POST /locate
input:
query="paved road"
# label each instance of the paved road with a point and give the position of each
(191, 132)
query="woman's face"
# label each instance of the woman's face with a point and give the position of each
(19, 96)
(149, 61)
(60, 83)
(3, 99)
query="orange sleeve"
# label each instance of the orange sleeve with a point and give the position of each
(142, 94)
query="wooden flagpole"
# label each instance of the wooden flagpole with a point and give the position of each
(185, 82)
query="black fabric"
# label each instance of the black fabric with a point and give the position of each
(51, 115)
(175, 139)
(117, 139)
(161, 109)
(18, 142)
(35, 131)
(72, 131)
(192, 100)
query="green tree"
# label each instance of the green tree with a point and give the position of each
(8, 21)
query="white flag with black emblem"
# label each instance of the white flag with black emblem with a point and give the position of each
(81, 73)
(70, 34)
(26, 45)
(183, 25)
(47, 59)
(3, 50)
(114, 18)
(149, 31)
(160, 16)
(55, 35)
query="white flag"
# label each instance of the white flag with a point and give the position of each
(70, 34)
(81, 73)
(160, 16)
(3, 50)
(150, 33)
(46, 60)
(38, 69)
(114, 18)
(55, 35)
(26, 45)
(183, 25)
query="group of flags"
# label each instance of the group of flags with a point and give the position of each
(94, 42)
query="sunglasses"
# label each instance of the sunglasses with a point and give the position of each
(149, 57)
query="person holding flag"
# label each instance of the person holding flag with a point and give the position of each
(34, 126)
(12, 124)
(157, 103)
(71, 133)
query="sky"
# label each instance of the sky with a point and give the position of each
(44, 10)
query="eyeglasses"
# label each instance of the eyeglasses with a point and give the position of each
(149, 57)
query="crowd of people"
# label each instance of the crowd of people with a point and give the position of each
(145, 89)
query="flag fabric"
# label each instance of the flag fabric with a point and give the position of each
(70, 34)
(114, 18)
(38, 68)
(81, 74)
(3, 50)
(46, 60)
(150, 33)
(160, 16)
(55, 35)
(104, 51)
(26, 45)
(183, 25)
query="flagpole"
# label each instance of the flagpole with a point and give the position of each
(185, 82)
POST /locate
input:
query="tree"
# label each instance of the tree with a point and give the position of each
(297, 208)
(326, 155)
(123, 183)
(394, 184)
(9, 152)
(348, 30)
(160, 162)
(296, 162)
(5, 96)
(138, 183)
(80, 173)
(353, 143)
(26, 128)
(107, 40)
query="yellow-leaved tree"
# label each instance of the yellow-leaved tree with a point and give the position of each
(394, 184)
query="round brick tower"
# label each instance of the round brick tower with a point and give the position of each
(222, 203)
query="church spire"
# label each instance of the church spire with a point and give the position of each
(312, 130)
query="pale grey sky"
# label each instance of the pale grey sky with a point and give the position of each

━━━

* **Exercise task**:
Print every record above exactly as written.

* **Written solution**:
POST /locate
input:
query="paved road"
# label each instance of the paved road with a point and give the position of each
(191, 132)
query="woman's face"
# label each instance of the woman's face with a point and give the position of each
(19, 96)
(149, 61)
(60, 83)
(3, 99)
query="orange sleeve"
# label each instance of the orange sleeve with a point and give the position of each
(142, 94)
query="wooden flagpole"
# label each instance of the wooden flagpole with a point and give the position of each
(185, 82)
query="black fabric"
# label each instance of the black fabric with a point and give the position of each
(51, 115)
(175, 139)
(117, 139)
(161, 109)
(18, 142)
(35, 131)
(72, 131)
(192, 100)
query="green tree"
# label each instance of the green tree with a point and give the position of each
(8, 21)
query="white flag with black emblem"
# label each instance of the white flag with black emblem with a point and give the position of each
(81, 73)
(70, 34)
(26, 45)
(183, 25)
(47, 59)
(3, 50)
(114, 18)
(149, 31)
(160, 16)
(55, 35)
query="white flag"
# label each instance of the white flag with a point and give the position of each
(70, 34)
(81, 73)
(160, 16)
(3, 50)
(150, 33)
(46, 60)
(38, 69)
(114, 18)
(55, 35)
(26, 45)
(183, 25)
query="group of flags"
# label each instance of the group of flags with a point and give the position of each
(94, 42)
query="sunglasses"
# label each instance of the sunglasses with a point and give the position of each
(149, 57)
query="person holding flag"
# label each instance of the person holding flag with a point and give the position of each
(34, 126)
(12, 124)
(157, 103)
(71, 133)
query="sky"
# label each instance of the sky with a point and give the position of each
(44, 10)
query="eyeglasses"
# label each instance of the eyeglasses with a point and give the position of each
(149, 57)
query="crowd of people"
# label each instance of the crowd of people with a point and give the position of each
(145, 89)
query="flag fabric"
# label each instance of the flag fabric with a point and give the position of each
(70, 34)
(114, 18)
(38, 68)
(81, 74)
(3, 50)
(46, 60)
(150, 33)
(160, 16)
(55, 35)
(104, 51)
(26, 45)
(183, 25)
query="flagpole"
# label each instance of the flagpole with a point and give the position of each
(185, 82)
POST /locate
input:
query="tree"
# label each instance of the tree with a point and give the position of each
(297, 208)
(326, 155)
(123, 183)
(394, 184)
(9, 152)
(348, 30)
(160, 162)
(296, 162)
(5, 96)
(138, 183)
(80, 173)
(353, 143)
(26, 128)
(107, 40)
query="yellow-leaved tree"
# label each instance of the yellow-leaved tree with a point and give the position of each
(394, 184)
query="round brick tower"
# label each instance of the round brick tower with a point and give the position of each
(222, 203)
query="church spire"
# label each instance of the church spire with a point and give the position of each
(312, 130)
query="pale grey sky"
# label each instance of the pale grey sky with a point and give the position of each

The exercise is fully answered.